----- SUPPLIED RECORDS -----
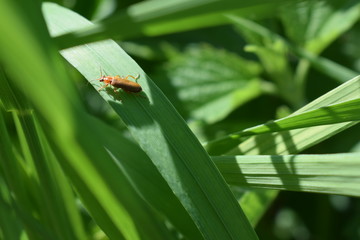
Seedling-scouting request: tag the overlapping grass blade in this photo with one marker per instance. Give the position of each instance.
(349, 91)
(161, 133)
(343, 112)
(158, 17)
(102, 185)
(327, 173)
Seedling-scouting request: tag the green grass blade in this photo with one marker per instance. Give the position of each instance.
(319, 22)
(147, 180)
(161, 133)
(327, 173)
(103, 187)
(158, 17)
(338, 113)
(302, 138)
(204, 93)
(260, 33)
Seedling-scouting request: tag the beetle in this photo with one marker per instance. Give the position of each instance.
(121, 82)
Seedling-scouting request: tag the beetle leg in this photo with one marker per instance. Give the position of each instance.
(103, 87)
(136, 78)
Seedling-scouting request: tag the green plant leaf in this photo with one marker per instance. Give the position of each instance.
(350, 91)
(161, 133)
(327, 173)
(153, 18)
(210, 83)
(318, 23)
(103, 187)
(338, 113)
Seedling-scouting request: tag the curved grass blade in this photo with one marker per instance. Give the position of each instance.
(36, 69)
(153, 18)
(338, 113)
(161, 133)
(327, 173)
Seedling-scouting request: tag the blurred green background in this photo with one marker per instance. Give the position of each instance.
(230, 76)
(203, 56)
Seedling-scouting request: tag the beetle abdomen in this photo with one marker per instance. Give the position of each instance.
(126, 85)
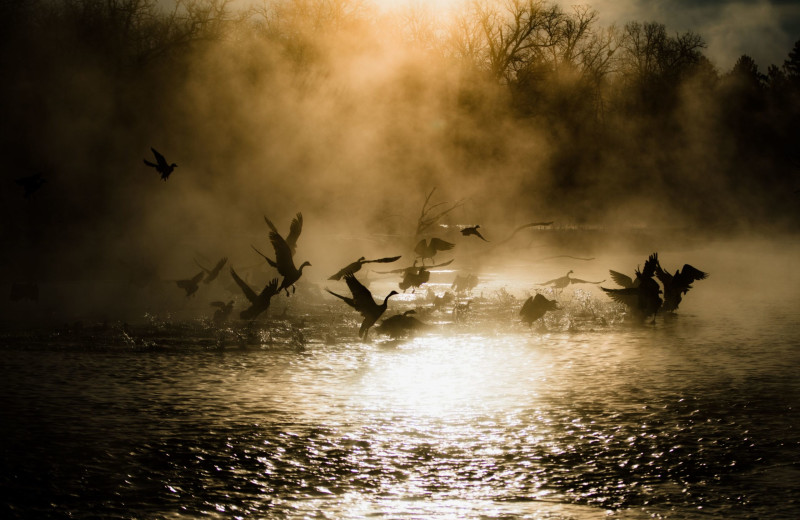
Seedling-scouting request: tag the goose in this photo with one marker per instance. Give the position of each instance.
(363, 302)
(473, 231)
(295, 228)
(211, 274)
(401, 325)
(161, 165)
(354, 267)
(191, 285)
(413, 268)
(258, 302)
(284, 263)
(644, 299)
(675, 286)
(563, 281)
(535, 307)
(31, 183)
(428, 248)
(415, 278)
(624, 280)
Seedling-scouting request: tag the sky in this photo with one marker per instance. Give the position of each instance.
(765, 30)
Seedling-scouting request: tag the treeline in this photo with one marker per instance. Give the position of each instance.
(583, 122)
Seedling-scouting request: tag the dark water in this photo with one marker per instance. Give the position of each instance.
(693, 417)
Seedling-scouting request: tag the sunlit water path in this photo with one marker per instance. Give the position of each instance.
(693, 417)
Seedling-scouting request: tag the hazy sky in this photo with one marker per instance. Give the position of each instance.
(764, 29)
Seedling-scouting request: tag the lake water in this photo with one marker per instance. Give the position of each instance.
(591, 416)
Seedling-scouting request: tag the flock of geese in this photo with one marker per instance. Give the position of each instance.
(641, 294)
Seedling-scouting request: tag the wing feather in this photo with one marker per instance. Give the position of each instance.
(620, 279)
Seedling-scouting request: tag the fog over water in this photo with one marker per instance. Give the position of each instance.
(576, 145)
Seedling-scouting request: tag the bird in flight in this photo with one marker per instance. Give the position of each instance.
(258, 302)
(295, 228)
(563, 281)
(536, 307)
(354, 267)
(401, 325)
(211, 274)
(473, 231)
(161, 165)
(428, 248)
(284, 263)
(644, 299)
(363, 302)
(675, 286)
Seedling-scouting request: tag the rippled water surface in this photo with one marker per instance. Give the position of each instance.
(591, 417)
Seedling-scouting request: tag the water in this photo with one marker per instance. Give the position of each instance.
(590, 417)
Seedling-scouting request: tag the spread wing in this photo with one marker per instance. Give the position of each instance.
(362, 298)
(620, 279)
(271, 289)
(348, 269)
(629, 297)
(386, 260)
(294, 231)
(248, 292)
(283, 255)
(270, 224)
(441, 245)
(578, 280)
(441, 265)
(692, 274)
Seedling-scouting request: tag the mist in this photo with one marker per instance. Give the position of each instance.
(352, 115)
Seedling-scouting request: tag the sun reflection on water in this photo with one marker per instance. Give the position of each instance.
(440, 376)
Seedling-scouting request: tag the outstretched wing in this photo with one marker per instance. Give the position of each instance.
(386, 260)
(271, 289)
(348, 269)
(620, 279)
(629, 297)
(249, 293)
(441, 245)
(362, 298)
(283, 254)
(295, 229)
(692, 274)
(270, 224)
(443, 264)
(578, 280)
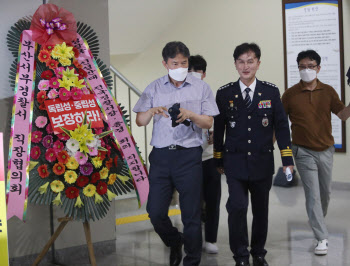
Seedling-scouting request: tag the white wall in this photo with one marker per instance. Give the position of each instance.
(213, 29)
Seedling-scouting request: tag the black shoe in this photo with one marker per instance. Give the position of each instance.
(242, 263)
(176, 253)
(259, 261)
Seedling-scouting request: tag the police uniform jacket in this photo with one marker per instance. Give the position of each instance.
(247, 152)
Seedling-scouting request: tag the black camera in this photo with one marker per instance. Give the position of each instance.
(174, 111)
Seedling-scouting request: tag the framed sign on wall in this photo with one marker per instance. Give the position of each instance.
(316, 25)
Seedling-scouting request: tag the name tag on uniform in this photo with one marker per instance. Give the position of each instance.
(264, 104)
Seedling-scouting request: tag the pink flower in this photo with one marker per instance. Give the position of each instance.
(98, 131)
(49, 129)
(59, 71)
(85, 90)
(47, 141)
(81, 158)
(93, 151)
(58, 146)
(54, 83)
(35, 152)
(53, 94)
(41, 121)
(64, 94)
(63, 136)
(76, 93)
(37, 136)
(43, 85)
(50, 155)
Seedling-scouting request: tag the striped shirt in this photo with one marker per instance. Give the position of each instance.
(194, 95)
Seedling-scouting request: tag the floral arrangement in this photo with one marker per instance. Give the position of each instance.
(80, 169)
(76, 162)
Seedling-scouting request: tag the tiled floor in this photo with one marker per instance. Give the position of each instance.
(290, 240)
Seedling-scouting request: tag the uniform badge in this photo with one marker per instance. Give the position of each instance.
(265, 122)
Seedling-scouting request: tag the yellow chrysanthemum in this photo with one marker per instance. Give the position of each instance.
(65, 83)
(98, 198)
(110, 195)
(97, 162)
(111, 179)
(57, 201)
(89, 190)
(65, 61)
(69, 74)
(72, 164)
(104, 173)
(82, 133)
(57, 186)
(42, 189)
(78, 83)
(70, 177)
(123, 178)
(83, 148)
(62, 51)
(78, 203)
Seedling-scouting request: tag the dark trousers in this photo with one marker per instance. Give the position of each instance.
(211, 197)
(237, 206)
(181, 169)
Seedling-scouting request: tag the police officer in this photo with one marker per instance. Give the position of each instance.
(251, 113)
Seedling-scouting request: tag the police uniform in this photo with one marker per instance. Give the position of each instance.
(247, 158)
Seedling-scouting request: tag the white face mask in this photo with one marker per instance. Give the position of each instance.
(178, 74)
(196, 74)
(308, 75)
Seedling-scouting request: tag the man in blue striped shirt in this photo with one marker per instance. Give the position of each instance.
(175, 161)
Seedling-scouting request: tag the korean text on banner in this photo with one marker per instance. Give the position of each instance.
(4, 259)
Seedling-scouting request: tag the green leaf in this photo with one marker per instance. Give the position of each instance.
(66, 131)
(104, 134)
(102, 149)
(85, 118)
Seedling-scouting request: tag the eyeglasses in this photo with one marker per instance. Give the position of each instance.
(309, 67)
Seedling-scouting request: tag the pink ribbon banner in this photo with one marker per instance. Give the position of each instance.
(115, 120)
(19, 154)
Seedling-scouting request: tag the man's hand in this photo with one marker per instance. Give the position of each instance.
(290, 167)
(220, 170)
(184, 114)
(158, 111)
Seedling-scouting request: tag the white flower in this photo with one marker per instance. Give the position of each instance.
(92, 143)
(72, 145)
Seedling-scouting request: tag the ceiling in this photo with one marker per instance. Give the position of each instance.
(135, 24)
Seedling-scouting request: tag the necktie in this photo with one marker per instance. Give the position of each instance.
(247, 99)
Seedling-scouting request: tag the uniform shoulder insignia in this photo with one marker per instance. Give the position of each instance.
(269, 84)
(225, 86)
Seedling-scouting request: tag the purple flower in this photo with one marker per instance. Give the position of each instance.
(58, 72)
(58, 146)
(49, 129)
(54, 83)
(86, 169)
(48, 141)
(81, 158)
(43, 85)
(64, 94)
(53, 94)
(76, 93)
(41, 121)
(85, 90)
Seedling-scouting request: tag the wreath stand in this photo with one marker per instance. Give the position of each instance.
-----
In the entries, the line containing "Seedling-scouting request: tag the white flower" and every line after it through the last are to be duplicated exactly, and no other line is to be included.

Seedling-scouting request: tag the white flower in this photo with one marker per instance. Give the position of each instance.
(92, 143)
(72, 145)
Seedling-scouting request: tag the ceiling in this photo with one marker per instance. Give the position of each instance.
(135, 24)
Seedling-scouting request: tag the necktie in this photo with one marker per instance. Give the position of each instance.
(247, 99)
Seedling-scouting request: tag the uniform shoulder insignia in this photo with one marker per instance. Give the position of each instance.
(269, 84)
(225, 86)
Seedling-scouting request: tag the purple flower in this photo with one marker per instance. Give the position of each instance.
(58, 72)
(58, 146)
(49, 129)
(54, 83)
(86, 169)
(48, 141)
(81, 158)
(43, 85)
(64, 94)
(53, 94)
(76, 93)
(41, 121)
(85, 90)
Seedling-scouting request: tag the wreath stand in this photo with one marker per instance. Give the position of each instance.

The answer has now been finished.